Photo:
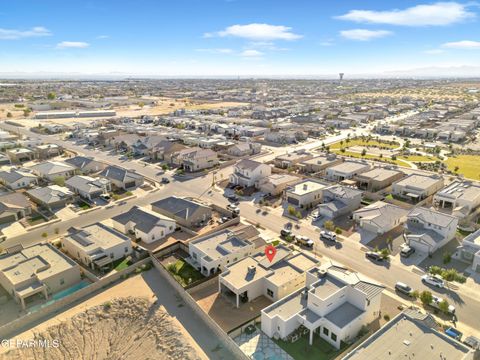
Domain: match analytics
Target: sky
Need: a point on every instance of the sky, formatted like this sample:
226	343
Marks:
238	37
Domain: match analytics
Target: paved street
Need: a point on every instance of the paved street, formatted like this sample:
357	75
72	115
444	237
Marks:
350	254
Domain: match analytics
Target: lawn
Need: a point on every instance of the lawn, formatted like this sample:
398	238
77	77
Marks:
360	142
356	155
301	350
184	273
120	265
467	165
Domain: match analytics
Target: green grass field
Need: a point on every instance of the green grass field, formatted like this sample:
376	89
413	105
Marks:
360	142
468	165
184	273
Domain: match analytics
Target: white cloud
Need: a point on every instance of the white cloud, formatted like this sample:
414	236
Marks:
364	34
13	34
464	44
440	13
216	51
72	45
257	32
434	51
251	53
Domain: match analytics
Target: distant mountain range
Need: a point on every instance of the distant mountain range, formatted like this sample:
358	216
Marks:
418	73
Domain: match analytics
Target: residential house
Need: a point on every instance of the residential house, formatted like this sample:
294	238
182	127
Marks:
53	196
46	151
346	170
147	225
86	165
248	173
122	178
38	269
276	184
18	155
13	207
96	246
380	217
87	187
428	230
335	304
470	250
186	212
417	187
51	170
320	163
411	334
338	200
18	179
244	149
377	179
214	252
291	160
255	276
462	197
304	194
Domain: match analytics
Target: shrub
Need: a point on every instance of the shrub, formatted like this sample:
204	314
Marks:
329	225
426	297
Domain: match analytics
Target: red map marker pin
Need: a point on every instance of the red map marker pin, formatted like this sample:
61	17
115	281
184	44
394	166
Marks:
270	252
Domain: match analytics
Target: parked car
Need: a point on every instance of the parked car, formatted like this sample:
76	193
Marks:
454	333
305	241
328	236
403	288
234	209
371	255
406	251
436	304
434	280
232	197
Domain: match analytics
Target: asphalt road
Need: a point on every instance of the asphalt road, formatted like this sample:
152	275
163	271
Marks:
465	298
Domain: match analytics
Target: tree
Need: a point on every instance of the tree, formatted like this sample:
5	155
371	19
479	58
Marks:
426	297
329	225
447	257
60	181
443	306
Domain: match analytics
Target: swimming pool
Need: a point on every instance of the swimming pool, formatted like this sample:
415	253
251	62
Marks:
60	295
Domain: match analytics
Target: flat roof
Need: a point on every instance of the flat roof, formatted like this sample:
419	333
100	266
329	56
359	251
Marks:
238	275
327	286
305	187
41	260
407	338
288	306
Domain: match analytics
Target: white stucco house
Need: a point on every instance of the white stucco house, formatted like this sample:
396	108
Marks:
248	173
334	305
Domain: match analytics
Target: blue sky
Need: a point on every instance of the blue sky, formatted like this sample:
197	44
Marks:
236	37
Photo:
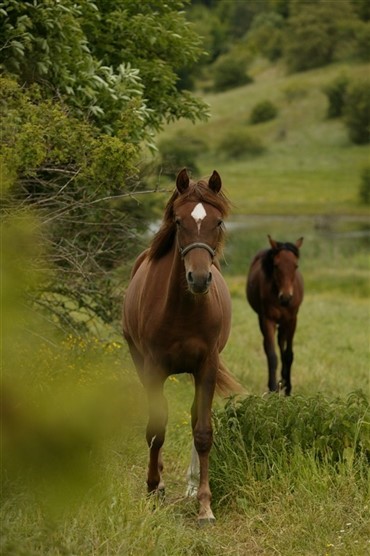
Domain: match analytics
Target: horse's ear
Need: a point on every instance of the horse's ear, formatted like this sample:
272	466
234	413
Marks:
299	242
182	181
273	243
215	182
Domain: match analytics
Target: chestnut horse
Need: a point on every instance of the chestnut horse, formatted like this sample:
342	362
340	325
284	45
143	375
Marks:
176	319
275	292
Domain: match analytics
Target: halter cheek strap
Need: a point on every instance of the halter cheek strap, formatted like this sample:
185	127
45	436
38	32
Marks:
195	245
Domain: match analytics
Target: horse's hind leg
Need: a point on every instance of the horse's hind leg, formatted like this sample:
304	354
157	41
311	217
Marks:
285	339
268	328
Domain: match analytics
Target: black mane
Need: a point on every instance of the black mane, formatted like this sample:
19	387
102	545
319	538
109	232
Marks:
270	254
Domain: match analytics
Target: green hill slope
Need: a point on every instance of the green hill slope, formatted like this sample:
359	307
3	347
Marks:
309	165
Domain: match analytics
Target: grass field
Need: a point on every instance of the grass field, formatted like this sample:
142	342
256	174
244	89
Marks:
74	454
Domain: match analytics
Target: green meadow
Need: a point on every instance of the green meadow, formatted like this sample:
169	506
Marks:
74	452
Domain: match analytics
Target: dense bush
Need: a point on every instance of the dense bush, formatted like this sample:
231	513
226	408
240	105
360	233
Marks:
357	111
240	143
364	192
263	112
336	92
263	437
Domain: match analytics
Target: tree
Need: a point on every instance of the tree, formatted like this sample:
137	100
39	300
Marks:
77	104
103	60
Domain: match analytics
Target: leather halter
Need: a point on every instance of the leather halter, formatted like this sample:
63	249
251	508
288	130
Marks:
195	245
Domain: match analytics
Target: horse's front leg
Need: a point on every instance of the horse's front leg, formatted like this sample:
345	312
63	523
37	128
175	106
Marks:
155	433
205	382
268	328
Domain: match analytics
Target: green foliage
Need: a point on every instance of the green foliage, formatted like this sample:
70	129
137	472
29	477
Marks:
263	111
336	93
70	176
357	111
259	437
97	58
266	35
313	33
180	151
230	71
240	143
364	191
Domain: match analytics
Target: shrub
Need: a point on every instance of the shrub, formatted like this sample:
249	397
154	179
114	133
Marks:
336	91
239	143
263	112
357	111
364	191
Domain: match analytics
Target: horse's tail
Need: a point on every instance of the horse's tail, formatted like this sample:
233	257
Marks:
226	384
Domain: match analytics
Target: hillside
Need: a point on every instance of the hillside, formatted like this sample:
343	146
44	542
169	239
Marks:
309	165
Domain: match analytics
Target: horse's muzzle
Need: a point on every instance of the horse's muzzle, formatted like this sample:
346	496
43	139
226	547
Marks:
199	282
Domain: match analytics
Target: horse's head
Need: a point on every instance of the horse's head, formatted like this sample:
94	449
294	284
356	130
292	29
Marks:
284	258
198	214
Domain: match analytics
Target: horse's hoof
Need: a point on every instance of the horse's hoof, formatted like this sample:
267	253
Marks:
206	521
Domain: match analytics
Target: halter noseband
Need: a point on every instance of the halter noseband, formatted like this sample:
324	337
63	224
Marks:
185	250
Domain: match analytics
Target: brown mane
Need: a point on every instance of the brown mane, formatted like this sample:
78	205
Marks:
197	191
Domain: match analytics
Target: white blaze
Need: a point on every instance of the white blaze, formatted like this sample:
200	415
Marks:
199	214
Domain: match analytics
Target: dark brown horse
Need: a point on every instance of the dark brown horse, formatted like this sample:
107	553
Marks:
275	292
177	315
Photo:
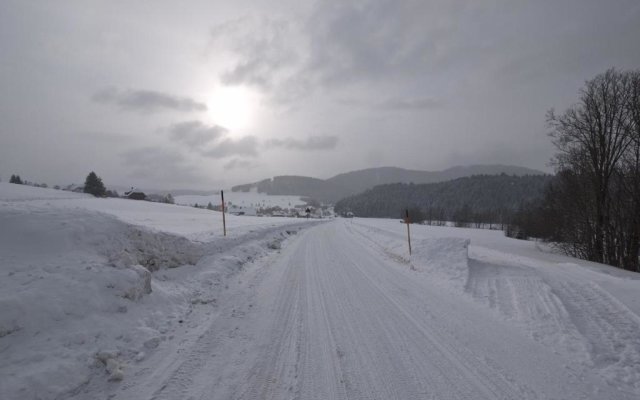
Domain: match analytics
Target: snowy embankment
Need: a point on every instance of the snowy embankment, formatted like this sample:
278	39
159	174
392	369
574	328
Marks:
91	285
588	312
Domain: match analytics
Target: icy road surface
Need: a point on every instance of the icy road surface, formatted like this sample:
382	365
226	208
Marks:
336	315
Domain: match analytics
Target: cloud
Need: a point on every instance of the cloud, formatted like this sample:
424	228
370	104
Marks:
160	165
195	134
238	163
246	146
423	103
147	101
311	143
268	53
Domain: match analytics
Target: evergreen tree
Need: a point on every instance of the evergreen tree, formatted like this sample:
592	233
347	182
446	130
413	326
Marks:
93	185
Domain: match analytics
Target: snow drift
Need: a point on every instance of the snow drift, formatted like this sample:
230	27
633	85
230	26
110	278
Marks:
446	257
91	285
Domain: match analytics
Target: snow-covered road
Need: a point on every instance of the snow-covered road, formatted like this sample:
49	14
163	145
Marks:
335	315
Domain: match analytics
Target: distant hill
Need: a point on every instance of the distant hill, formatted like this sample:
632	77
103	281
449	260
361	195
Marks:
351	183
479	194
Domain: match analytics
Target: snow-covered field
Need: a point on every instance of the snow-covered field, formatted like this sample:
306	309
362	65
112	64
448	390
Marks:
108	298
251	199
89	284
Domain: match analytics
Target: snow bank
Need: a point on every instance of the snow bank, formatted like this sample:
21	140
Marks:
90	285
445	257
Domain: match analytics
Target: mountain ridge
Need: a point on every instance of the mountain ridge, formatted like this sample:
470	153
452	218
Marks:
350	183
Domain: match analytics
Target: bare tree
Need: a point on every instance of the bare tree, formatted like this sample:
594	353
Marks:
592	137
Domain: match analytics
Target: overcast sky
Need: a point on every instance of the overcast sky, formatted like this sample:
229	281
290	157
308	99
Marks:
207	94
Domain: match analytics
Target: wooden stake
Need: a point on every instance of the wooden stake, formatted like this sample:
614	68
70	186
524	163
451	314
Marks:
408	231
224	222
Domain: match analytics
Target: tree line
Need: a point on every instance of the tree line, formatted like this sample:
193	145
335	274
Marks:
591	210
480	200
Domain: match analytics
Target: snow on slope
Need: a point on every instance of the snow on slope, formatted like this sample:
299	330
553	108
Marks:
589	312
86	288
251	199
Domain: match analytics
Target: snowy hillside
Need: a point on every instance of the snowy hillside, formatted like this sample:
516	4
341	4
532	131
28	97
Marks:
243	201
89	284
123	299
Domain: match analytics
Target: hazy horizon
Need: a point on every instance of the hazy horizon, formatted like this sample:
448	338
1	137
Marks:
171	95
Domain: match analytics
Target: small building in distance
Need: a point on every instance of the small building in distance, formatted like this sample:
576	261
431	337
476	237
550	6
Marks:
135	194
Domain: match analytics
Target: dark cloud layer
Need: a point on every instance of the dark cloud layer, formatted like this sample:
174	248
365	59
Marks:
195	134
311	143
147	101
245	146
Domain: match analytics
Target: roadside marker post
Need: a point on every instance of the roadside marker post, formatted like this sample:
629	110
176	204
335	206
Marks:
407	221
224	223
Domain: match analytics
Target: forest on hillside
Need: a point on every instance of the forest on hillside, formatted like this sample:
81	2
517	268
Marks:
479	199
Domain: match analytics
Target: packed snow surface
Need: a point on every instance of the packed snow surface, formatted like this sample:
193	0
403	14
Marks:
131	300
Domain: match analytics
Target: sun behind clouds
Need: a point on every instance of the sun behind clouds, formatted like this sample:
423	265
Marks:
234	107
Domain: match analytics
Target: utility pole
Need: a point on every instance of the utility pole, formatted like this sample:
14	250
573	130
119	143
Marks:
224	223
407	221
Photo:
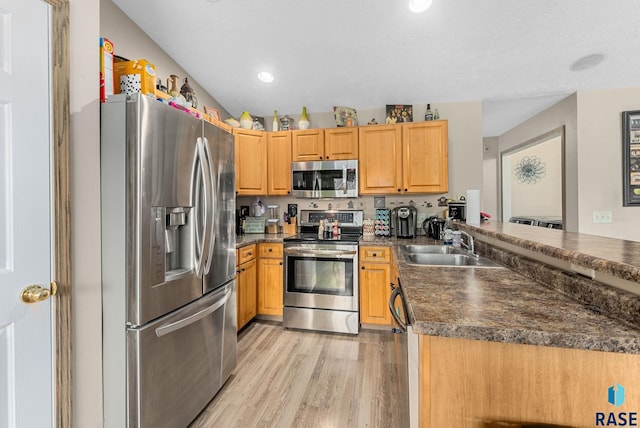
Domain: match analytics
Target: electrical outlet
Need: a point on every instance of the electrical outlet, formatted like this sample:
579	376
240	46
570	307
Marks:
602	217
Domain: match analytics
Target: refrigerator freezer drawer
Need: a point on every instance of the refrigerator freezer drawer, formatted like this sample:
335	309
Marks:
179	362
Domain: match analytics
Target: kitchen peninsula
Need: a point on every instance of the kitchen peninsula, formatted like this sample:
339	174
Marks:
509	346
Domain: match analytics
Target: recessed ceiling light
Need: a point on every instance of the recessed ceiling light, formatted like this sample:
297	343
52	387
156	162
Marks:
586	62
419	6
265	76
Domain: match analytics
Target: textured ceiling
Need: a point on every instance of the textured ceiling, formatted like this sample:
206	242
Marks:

GOAL: Which lines in the listing above contain the word "flat"? Pull out each of those lines and copy it in full.

ANSWER FOR THIS EXERCISE:
Target: flat roof
Need: a point on every instance of the flat roof, formatted like this sample:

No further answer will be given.